**Given records:**
>> Start

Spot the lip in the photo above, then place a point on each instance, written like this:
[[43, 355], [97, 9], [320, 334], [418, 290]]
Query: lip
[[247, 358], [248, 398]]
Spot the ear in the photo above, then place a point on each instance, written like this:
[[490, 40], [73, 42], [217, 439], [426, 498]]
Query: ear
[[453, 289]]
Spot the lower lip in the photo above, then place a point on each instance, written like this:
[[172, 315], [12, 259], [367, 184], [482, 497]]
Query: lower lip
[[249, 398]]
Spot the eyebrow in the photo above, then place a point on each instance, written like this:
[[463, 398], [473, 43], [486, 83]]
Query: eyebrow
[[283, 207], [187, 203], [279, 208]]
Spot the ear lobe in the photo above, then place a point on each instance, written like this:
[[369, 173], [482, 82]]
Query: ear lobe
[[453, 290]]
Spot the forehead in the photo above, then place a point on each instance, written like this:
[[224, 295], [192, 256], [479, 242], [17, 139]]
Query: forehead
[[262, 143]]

>> End

**Exercise directions:**
Put the lines from the one containing "Spot the lower" up to and including the one containing "[[453, 290]]" into a JSON list of strings, one string per line, leaving out any blank lines.

**Result for this task:**
[
  "Spot the lower lip in the photo above, then place a point on each instance, written like this:",
  "[[172, 315], [12, 259], [367, 184], [482, 497]]",
  "Query: lower lip",
  "[[249, 398]]",
  "Spot the eyebrow in the photo above, then place a point on each instance, written like this:",
  "[[463, 398], [473, 43], [486, 83]]",
  "Query: eyebrow",
  "[[283, 207], [187, 203], [279, 208]]",
  "Spot the ear lobe in the photo above, then place a point on each instance, written like this:",
  "[[369, 173], [482, 82]]",
  "Query: ear lobe",
  "[[453, 290]]"
]